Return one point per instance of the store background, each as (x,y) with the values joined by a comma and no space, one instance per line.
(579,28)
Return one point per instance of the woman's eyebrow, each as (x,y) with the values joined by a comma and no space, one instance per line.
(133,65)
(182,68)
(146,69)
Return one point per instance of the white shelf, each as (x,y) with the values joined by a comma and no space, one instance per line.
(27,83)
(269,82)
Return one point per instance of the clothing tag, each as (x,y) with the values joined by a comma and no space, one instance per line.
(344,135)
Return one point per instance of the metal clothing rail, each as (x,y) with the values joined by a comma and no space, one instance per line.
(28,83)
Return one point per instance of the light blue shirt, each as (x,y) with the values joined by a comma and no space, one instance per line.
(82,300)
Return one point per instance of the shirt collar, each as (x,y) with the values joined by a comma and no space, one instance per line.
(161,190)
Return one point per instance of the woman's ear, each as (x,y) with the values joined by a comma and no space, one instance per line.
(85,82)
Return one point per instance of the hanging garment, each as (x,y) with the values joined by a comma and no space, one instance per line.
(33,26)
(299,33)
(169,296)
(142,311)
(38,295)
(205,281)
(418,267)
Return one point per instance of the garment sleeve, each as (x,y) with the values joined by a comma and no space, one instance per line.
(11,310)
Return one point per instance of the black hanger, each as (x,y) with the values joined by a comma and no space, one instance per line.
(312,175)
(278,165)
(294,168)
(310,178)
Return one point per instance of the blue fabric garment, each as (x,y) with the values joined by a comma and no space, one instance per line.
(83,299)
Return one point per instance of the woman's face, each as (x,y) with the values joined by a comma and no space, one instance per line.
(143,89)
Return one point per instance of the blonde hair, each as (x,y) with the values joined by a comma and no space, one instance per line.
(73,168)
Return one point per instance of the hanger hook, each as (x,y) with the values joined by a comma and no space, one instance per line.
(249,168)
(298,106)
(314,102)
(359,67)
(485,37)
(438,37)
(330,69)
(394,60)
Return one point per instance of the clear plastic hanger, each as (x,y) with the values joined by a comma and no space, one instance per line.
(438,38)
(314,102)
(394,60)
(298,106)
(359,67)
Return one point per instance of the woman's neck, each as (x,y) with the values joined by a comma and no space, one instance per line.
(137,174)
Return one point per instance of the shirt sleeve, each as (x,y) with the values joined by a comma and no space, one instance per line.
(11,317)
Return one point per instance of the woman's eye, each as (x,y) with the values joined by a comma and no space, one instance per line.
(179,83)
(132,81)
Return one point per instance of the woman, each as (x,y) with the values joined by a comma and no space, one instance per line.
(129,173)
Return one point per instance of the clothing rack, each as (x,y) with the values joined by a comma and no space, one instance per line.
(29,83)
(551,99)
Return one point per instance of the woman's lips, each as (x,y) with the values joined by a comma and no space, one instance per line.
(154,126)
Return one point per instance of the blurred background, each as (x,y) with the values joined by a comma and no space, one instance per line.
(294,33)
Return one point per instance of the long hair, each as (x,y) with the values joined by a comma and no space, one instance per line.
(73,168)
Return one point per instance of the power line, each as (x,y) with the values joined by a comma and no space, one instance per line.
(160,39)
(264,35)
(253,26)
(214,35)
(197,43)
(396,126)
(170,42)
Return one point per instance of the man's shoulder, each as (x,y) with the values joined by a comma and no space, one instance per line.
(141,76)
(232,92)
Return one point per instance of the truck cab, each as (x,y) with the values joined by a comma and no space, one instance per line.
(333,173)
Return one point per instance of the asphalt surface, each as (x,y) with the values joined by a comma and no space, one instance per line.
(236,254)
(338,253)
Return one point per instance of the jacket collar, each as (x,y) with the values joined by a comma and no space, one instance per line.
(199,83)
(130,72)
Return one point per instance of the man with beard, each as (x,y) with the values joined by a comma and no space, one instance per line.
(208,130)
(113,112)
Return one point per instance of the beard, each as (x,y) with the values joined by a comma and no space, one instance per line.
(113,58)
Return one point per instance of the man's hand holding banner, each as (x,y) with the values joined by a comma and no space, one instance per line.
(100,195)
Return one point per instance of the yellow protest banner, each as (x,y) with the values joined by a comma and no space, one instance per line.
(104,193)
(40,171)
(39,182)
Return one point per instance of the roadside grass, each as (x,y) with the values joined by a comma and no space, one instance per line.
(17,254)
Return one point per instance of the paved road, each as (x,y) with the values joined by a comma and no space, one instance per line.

★ ★ ★ ★ ★ ★ ★

Give these items as a numbered list, leaving out any blank lines.

1. Return one point per instance of the store background, each as (x,y) with the values joined by a comma and no space, one instance per line.
2. (579,28)
3. Return one point per instance of the woman's eyebrow, each as (x,y) with the values joined by a comma and no space, one instance per line.
4. (133,65)
5. (182,68)
6. (146,69)
7. Return one point per instance of the white shelf, each as (x,y) with the values joined by a comma and no space, one instance per line.
8. (27,83)
9. (269,82)
10. Return one point per instance of the clothing tag, each as (x,y) with the values joined by a comma and no space, one instance per line.
11. (344,135)
12. Return one point per instance of the metal clothing rail, each as (x,y) with the values joined by a comma and no space, one instance per line.
13. (28,83)
14. Return one point per instance of the light blue shirt, each as (x,y) with the values joined by a comma and no space, one instance per line.
15. (82,300)
16. Return one point per instance of the shirt collar, each as (x,y) with the values joined by a comma and no space, one instance per line.
17. (161,190)
18. Return one point per instance of the woman's ear, each as (x,y) with the values joined by a comma and no space, one instance per line.
19. (85,82)
20. Return one point per instance of the hanging garment, each as (x,y) with the values joined by a comma and no space, one instance per line.
21. (33,26)
22. (299,33)
23. (169,296)
24. (142,311)
25. (38,295)
26. (205,281)
27. (418,267)
28. Return one point per instance of the garment sleeve, each as (x,y) with the values joined by a comma and no space, one instance per line.
29. (11,310)
30. Return one point per instance of the black hanger, each as (x,y) with the values joined by a comma and no space, one instance per line.
31. (312,175)
32. (278,165)
33. (294,168)
34. (310,178)
35. Return one point per instance of the blue fabric garment, each as (x,y) with the values joined by a comma and no space, one instance per line.
36. (83,299)
37. Return one point per instance of the woman's face, each as (x,y) with the values joined by a comma and no space, one instance per line.
38. (143,89)
39. Return one point per instance of the blonde hair, each as (x,y) with the values joined by a comma and no space, one instance per line.
40. (73,168)
41. Return one point per instance of the hanger hook, each as (x,y) with the values joined by a comma and no space, one instance per line.
42. (249,168)
43. (298,106)
44. (314,102)
45. (359,67)
46. (485,37)
47. (438,37)
48. (330,69)
49. (394,60)
50. Return one point per instance of the clear plastic hanger, each as (x,y) with the values joined by a comma and no space, one instance per line.
51. (438,38)
52. (314,102)
53. (394,60)
54. (298,106)
55. (359,67)
56. Return one point per instance of the woman's neck, each as (x,y) with the values joined by a comma and no space, one instance per line.
57. (137,174)
58. Return one point per instance of the shirt sleeve, each as (x,y) with the values joined by a comma and no space, one instance per line.
59. (11,317)
60. Return one point per instance of the woman's eye, each as (x,y) with the values joined by a comma and no space, one instance per line.
61. (179,83)
62. (132,81)
63. Return one point per instance of the woman, each as (x,y) with the values joined by a comma and no space, one instance per line.
64. (129,173)
65. Return one point per instance of the clothing rack, each as (x,y) with the values joined by a comma and no space, one instance per line.
66. (29,83)
67. (551,99)
68. Return one point per instance of the woman's lips, each as (x,y) with the values joined by a comma and no space, one instance per line.
69. (154,126)
70. Return one point per instance of the blurred background, each as (x,y) with the values joined by a comma and no space, one instance per line.
71. (294,33)
72. Return one point per instance of the long hair, each as (x,y) with the values joined by a comma and no space, one instance per line.
73. (73,168)
74. Return one point per instance of the power line, each as (x,y) with the values joined by a comma and no space, one instance per line.
75. (160,39)
76. (264,35)
77. (253,26)
78. (214,35)
79. (197,43)
80. (396,126)
81. (170,42)
82. Return one point per instance of the man's shoulder, each as (x,y) with the values joined by a comma and no space, one instance per line.
83. (141,76)
84. (232,92)
85. Return one point per instance of the truck cab, each as (x,y) with the values joined by a comma and no space, one instance per line.
86. (333,173)
87. Return one point per instance of the asphalt surface, each as (x,y) with the values joined by a comma and no space, one instance per line.
88. (236,254)
89. (338,253)
90. Return one point per instance of the jacket collar, each as (x,y) with the values joined by a comma and no space, one instance per line.
91. (199,83)
92. (130,72)
93. Return one point per instance of the man with beard, each as (x,y) with the values joined by a comma and no space, one instance per line.
94. (208,130)
95. (113,112)
96. Return one point per instance of the beard, each as (x,y) with the values joined by a comma and no space, one instance per line.
97. (113,58)
98. Return one point per instance of the man's hand holding banner, each as (x,y) with the values joined by a comma and no space, one instance per line.
99. (100,195)
100. Return one point per instance of the yellow protest banner, each as (x,y) with the values joined by a comma and no space, one instance per line.
101. (104,193)
102. (40,171)
103. (39,182)
104. Return one point per instance of the roadside grass, each as (x,y) with the values joined by a comma and no space, one instance per line.
105. (17,254)
106. Return one point per instance of the paved road, each as (x,y) with the values joined by a comma and no space, one instance per line.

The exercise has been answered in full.